(Dataset entries)
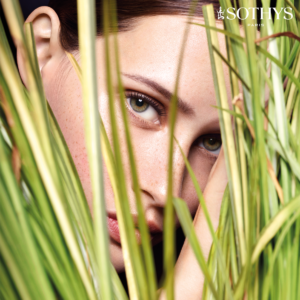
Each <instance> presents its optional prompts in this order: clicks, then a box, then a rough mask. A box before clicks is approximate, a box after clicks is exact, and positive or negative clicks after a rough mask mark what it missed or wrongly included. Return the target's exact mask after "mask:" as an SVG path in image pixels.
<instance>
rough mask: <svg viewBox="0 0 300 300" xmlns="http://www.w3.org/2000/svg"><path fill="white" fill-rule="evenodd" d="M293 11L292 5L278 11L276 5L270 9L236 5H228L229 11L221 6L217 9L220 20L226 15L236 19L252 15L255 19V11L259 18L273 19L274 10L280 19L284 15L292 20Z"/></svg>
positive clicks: (239, 18)
mask: <svg viewBox="0 0 300 300" xmlns="http://www.w3.org/2000/svg"><path fill="white" fill-rule="evenodd" d="M292 11H293V10H292V8H291V7H281V9H280V11H277V9H276V7H269V9H268V10H264V9H263V8H262V7H249V8H246V7H240V8H239V9H237V10H236V9H235V8H234V7H228V8H227V11H225V10H222V8H221V7H220V9H219V10H218V11H217V14H218V19H219V20H220V19H221V20H224V18H225V17H226V19H228V20H234V19H235V18H238V19H240V20H245V19H247V18H248V17H251V18H252V19H253V20H254V19H255V12H257V18H260V19H261V20H263V19H264V17H268V19H271V18H272V12H274V13H275V17H277V19H279V17H280V16H283V18H284V19H285V20H291V19H293V17H294V16H293V14H292Z"/></svg>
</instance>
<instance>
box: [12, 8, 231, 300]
mask: <svg viewBox="0 0 300 300" xmlns="http://www.w3.org/2000/svg"><path fill="white" fill-rule="evenodd" d="M196 21H198V22H203V20H202V19H201V18H196ZM27 22H32V23H33V29H34V35H35V39H36V46H37V55H38V62H39V66H40V70H41V75H42V80H43V84H44V88H45V93H46V98H47V100H48V102H49V104H50V106H51V108H52V110H53V112H54V114H55V116H56V118H57V121H58V123H59V125H60V127H61V130H62V132H63V134H64V137H65V139H66V142H67V144H68V147H69V149H70V152H71V155H72V157H73V160H74V163H75V165H76V168H77V171H78V173H79V177H80V179H81V182H82V185H83V188H84V191H85V194H86V198H87V201H88V205H89V207H90V209H91V208H92V188H91V182H90V176H89V162H88V158H87V151H86V146H85V138H84V136H85V134H84V117H83V106H82V96H81V87H80V82H79V80H78V77H77V75H76V72H75V71H74V69H73V68H72V66H71V64H70V62H69V61H68V58H67V56H66V54H65V51H64V49H63V48H62V46H61V44H60V41H59V26H60V22H59V19H58V17H57V15H56V13H55V12H54V11H53V10H52V9H51V8H49V7H40V8H38V9H36V10H35V11H34V12H33V13H32V14H31V15H30V16H29V17H28V19H27ZM185 24H186V17H184V16H153V17H143V18H140V19H139V20H138V22H137V23H136V24H135V26H134V27H133V29H132V30H130V31H128V32H124V33H120V34H119V35H118V42H119V47H120V49H121V51H120V65H121V71H122V80H123V85H124V88H125V90H126V95H125V96H126V98H127V100H126V104H127V108H128V116H129V122H130V129H131V134H132V142H133V146H134V150H135V158H136V163H137V167H138V173H139V181H140V186H141V192H142V201H143V206H144V210H145V216H146V219H147V222H148V224H149V226H150V231H151V228H155V234H153V235H154V237H153V243H155V242H158V241H159V240H160V239H161V231H162V229H163V208H164V206H165V202H166V193H167V169H168V159H167V158H168V143H169V130H170V128H169V125H168V117H169V112H170V101H169V99H168V97H169V96H170V95H168V92H167V91H169V92H170V93H172V91H173V89H174V83H175V74H176V69H177V65H178V57H179V51H180V46H181V42H182V36H183V31H184V27H185ZM220 42H221V49H222V51H223V52H224V51H225V43H224V40H222V39H221V40H220ZM96 44H97V53H96V55H97V71H98V74H97V77H98V87H99V91H98V94H99V97H98V99H99V111H100V114H101V117H102V119H103V122H104V125H105V128H106V130H107V132H108V135H110V119H109V113H108V98H107V92H106V88H105V85H106V83H105V71H104V51H103V39H102V38H101V37H97V42H96ZM73 54H74V56H75V57H76V58H77V59H78V61H79V62H80V59H79V54H78V51H74V53H73ZM17 58H18V66H19V70H20V74H21V77H22V79H23V82H24V84H25V85H26V72H25V70H24V64H23V58H22V56H21V53H20V51H18V52H17ZM225 76H226V78H227V79H228V78H229V76H228V72H227V71H226V70H225ZM227 88H228V91H229V80H227ZM178 96H179V97H180V99H181V100H180V103H181V105H180V106H179V108H178V115H177V121H176V129H175V136H176V139H177V140H178V142H179V144H180V145H181V148H182V150H183V151H184V153H185V155H186V156H187V157H188V159H189V161H190V163H191V166H192V168H193V170H194V172H195V175H196V177H197V180H198V182H199V185H200V187H201V189H202V190H203V191H204V197H205V200H206V203H207V207H208V210H209V213H210V215H211V219H212V222H213V224H214V227H215V229H216V228H217V225H218V218H219V212H220V206H221V201H222V195H223V192H224V189H225V187H226V184H227V177H226V170H225V163H224V155H223V151H221V147H220V141H219V135H220V128H219V121H218V112H217V110H216V109H215V108H213V107H212V106H213V105H216V99H215V93H214V86H213V79H212V73H211V66H210V59H209V53H208V47H207V40H206V32H205V29H204V28H201V27H199V26H192V27H191V30H190V33H189V37H188V42H187V44H186V49H185V56H184V60H183V69H182V73H181V80H180V84H179V92H178ZM139 99H140V100H139ZM141 109H144V111H141ZM138 110H139V111H138ZM117 113H118V115H119V116H120V109H119V106H117ZM118 122H119V126H120V127H121V119H120V118H118ZM120 132H122V128H121V130H120ZM121 139H122V142H121V145H122V146H121V147H122V149H121V150H122V152H123V154H124V157H126V148H125V144H126V143H125V141H124V137H123V135H122V134H121ZM124 168H125V172H126V176H127V178H128V180H127V190H128V194H129V201H130V207H131V213H132V215H133V218H134V220H136V217H137V209H136V205H135V197H134V192H133V189H132V181H131V178H130V168H129V162H128V160H127V159H124ZM173 176H174V180H173V185H174V190H173V194H174V196H178V197H181V198H182V199H184V200H185V201H186V203H187V205H188V208H189V210H190V212H191V214H192V215H195V218H194V225H195V228H196V232H197V235H198V238H199V241H200V243H201V246H202V249H203V251H204V254H205V256H206V257H208V254H209V250H210V246H211V243H212V238H211V235H210V233H209V230H208V226H207V223H206V221H205V217H204V216H203V212H202V210H201V208H200V207H199V206H198V203H199V201H198V198H197V195H196V192H195V190H194V187H193V184H192V181H191V179H190V177H189V176H188V174H187V171H186V169H185V164H184V161H183V158H182V155H181V153H180V150H179V147H178V146H177V145H175V147H174V175H173ZM104 179H105V198H106V208H107V212H108V215H114V214H115V213H116V208H115V203H114V194H113V190H112V187H111V184H110V181H109V177H108V172H107V170H106V168H105V166H104ZM91 212H92V211H91ZM177 223H178V222H177ZM178 225H179V224H178ZM157 231H159V232H157ZM137 236H138V233H137ZM110 254H111V261H112V263H113V265H114V266H115V268H116V270H117V271H119V272H121V271H123V270H124V262H123V256H122V248H121V245H120V243H119V241H118V239H116V238H115V236H114V234H110ZM203 280H204V278H203V275H202V273H201V270H200V267H199V266H198V264H197V261H196V259H195V257H194V254H193V251H192V250H191V247H190V245H189V244H188V242H185V244H184V246H183V249H182V251H181V254H180V256H179V259H178V261H177V263H176V269H175V295H176V299H200V298H201V294H202V285H203Z"/></svg>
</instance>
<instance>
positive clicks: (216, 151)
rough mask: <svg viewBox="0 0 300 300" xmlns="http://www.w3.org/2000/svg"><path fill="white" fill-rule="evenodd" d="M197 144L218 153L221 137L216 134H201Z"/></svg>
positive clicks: (219, 150) (218, 150)
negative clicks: (204, 135) (200, 136)
mask: <svg viewBox="0 0 300 300" xmlns="http://www.w3.org/2000/svg"><path fill="white" fill-rule="evenodd" d="M198 146H199V147H201V148H204V149H206V150H208V151H210V152H212V153H214V154H216V155H218V154H219V152H220V150H221V146H222V141H221V137H220V135H218V134H211V135H205V136H202V137H201V138H200V141H199V144H198Z"/></svg>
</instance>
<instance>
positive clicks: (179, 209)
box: [173, 198, 218, 299]
mask: <svg viewBox="0 0 300 300" xmlns="http://www.w3.org/2000/svg"><path fill="white" fill-rule="evenodd" d="M173 202H174V206H175V209H176V213H177V215H178V218H179V221H180V224H181V226H182V228H183V231H184V233H185V235H186V237H187V239H188V241H189V243H190V245H191V247H192V249H193V251H194V254H195V257H196V259H197V261H198V263H199V265H200V267H201V270H202V272H203V274H204V276H205V279H206V280H207V282H208V285H209V287H210V289H211V292H212V293H213V295H214V296H215V299H218V293H217V291H216V288H215V286H214V284H213V281H212V278H211V275H210V272H209V270H208V267H207V264H206V261H205V257H204V254H203V252H202V250H201V247H200V245H199V242H198V239H197V235H196V232H195V229H194V227H193V222H192V218H191V215H190V212H189V209H188V207H187V204H186V203H185V202H184V201H183V200H182V199H180V198H174V199H173Z"/></svg>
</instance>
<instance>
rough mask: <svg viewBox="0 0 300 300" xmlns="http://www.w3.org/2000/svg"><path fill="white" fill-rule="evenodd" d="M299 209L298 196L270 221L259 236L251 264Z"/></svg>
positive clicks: (287, 204) (284, 206)
mask: <svg viewBox="0 0 300 300" xmlns="http://www.w3.org/2000/svg"><path fill="white" fill-rule="evenodd" d="M299 208H300V196H298V197H296V198H295V199H293V200H291V201H290V202H289V203H288V204H286V205H285V206H284V208H283V209H281V210H280V211H279V212H278V213H277V215H276V216H275V217H274V218H273V220H271V221H270V223H269V224H268V226H267V227H266V228H265V229H264V230H263V231H262V233H261V236H260V238H259V240H258V242H257V244H256V246H255V248H254V250H253V253H252V257H251V262H252V263H254V262H255V261H256V260H257V259H258V256H259V254H260V253H261V251H262V250H263V249H264V247H265V246H266V244H267V243H268V242H269V241H270V240H271V239H272V238H273V237H274V236H275V234H276V233H277V232H278V230H279V229H280V228H281V226H282V225H283V224H284V223H285V222H286V221H287V219H288V218H289V217H290V215H292V214H293V213H295V211H297V210H298V209H299Z"/></svg>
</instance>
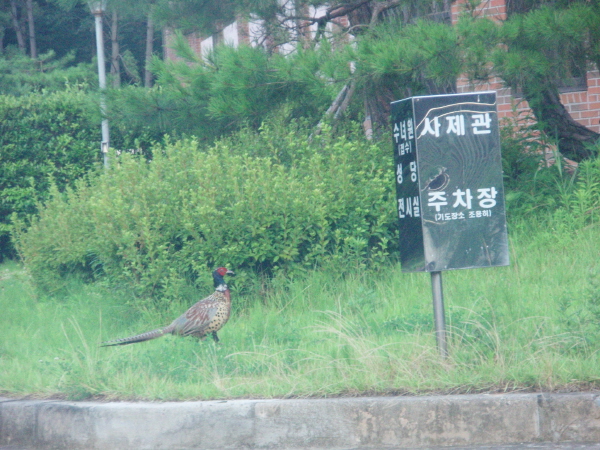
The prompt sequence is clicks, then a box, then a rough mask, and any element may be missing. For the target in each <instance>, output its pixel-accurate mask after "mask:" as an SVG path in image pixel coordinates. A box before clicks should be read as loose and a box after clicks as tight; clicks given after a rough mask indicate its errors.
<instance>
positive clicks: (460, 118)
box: [446, 114, 465, 136]
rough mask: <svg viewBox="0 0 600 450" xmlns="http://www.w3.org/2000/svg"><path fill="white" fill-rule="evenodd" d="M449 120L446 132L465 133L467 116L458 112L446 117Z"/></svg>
mask: <svg viewBox="0 0 600 450" xmlns="http://www.w3.org/2000/svg"><path fill="white" fill-rule="evenodd" d="M446 120H447V121H448V128H447V129H446V134H450V133H453V134H456V135H457V136H464V135H465V116H463V115H462V114H456V115H454V116H448V117H446Z"/></svg>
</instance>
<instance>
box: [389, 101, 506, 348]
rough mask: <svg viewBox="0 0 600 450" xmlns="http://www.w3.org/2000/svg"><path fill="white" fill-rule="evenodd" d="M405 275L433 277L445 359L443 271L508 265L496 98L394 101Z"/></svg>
mask: <svg viewBox="0 0 600 450" xmlns="http://www.w3.org/2000/svg"><path fill="white" fill-rule="evenodd" d="M391 107H392V125H393V136H392V138H393V145H394V159H395V169H396V170H395V174H396V195H397V202H398V203H397V206H398V218H399V224H400V260H401V263H402V271H403V272H431V283H432V292H433V309H434V319H435V329H436V336H437V342H438V347H439V350H440V354H441V355H442V356H443V357H445V356H447V355H448V347H447V342H446V326H445V316H444V301H443V294H442V276H441V272H442V271H444V270H453V269H468V268H480V267H493V266H506V265H508V237H507V232H506V215H505V208H504V187H503V183H502V160H501V155H500V137H499V130H498V114H497V107H496V93H495V92H494V91H487V92H475V93H469V94H452V95H432V96H424V97H411V98H408V99H404V100H400V101H397V102H393V103H392V105H391Z"/></svg>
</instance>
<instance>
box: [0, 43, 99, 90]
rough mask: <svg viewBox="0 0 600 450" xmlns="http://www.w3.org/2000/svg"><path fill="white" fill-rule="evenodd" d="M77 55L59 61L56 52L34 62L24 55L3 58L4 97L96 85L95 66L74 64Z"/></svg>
mask: <svg viewBox="0 0 600 450" xmlns="http://www.w3.org/2000/svg"><path fill="white" fill-rule="evenodd" d="M72 62H73V55H72V54H70V55H67V56H65V57H63V58H60V59H56V58H55V54H54V52H53V51H49V52H48V53H46V54H43V55H39V57H38V59H37V60H33V59H31V58H29V57H28V56H25V55H23V54H21V53H14V54H11V53H8V54H6V55H4V56H2V57H0V95H26V94H31V93H32V92H39V91H41V90H44V91H45V92H55V91H62V90H64V89H65V87H68V86H80V87H87V86H89V85H94V83H95V80H96V78H97V75H95V73H94V71H93V68H92V65H91V64H78V65H75V66H74V65H72Z"/></svg>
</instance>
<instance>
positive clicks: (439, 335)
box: [431, 272, 448, 359]
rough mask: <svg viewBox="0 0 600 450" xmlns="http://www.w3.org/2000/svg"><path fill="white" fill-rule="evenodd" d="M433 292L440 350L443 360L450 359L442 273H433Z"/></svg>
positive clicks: (433, 301) (434, 306) (432, 277)
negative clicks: (446, 322) (448, 347)
mask: <svg viewBox="0 0 600 450" xmlns="http://www.w3.org/2000/svg"><path fill="white" fill-rule="evenodd" d="M431 290H432V292H433V319H434V321H435V337H436V340H437V345H438V350H439V352H440V356H441V357H442V358H443V359H446V358H447V357H448V343H447V341H446V316H445V313H444V293H443V292H442V272H431Z"/></svg>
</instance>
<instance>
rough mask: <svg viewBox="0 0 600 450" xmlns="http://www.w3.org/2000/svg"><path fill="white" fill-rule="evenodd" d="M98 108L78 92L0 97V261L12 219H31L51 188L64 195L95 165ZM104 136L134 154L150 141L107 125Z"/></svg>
mask: <svg viewBox="0 0 600 450" xmlns="http://www.w3.org/2000/svg"><path fill="white" fill-rule="evenodd" d="M98 104H99V101H98V97H97V94H95V93H88V92H85V91H83V90H79V89H67V90H65V91H59V92H44V91H42V92H37V93H32V94H29V95H24V96H11V95H0V195H1V197H0V261H1V260H2V259H3V258H4V257H7V256H8V257H11V256H14V247H13V245H12V242H11V240H10V230H11V225H10V217H11V215H12V214H13V213H15V214H17V216H18V217H19V218H20V219H24V218H26V217H27V216H29V215H31V214H34V213H35V212H36V211H37V204H38V202H44V201H46V200H47V199H48V198H49V197H48V192H49V187H50V184H51V183H54V184H55V185H56V187H57V189H58V190H59V191H64V189H65V188H66V187H67V186H70V185H72V184H73V183H74V181H75V180H77V179H78V178H80V177H81V176H83V175H85V174H86V173H87V172H88V171H89V170H91V169H92V168H94V167H97V166H99V165H100V164H101V159H102V156H101V153H100V141H101V132H100V121H101V117H100V112H99V108H98ZM110 131H111V146H112V147H115V148H121V149H128V148H130V147H133V148H136V149H137V148H139V147H140V146H144V145H146V146H147V145H148V144H146V143H147V142H149V141H151V140H152V138H151V137H149V136H150V135H149V133H148V132H147V131H146V130H143V129H142V130H140V129H136V130H130V129H128V128H127V127H125V126H124V124H119V126H117V124H114V123H111V130H110ZM134 135H135V138H134ZM140 142H143V143H144V144H142V143H140Z"/></svg>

Task brief ▸
How many lines in the dataset entries above contain the string "negative", counting only matches with the same case? Give only the number.

Response area ▸
3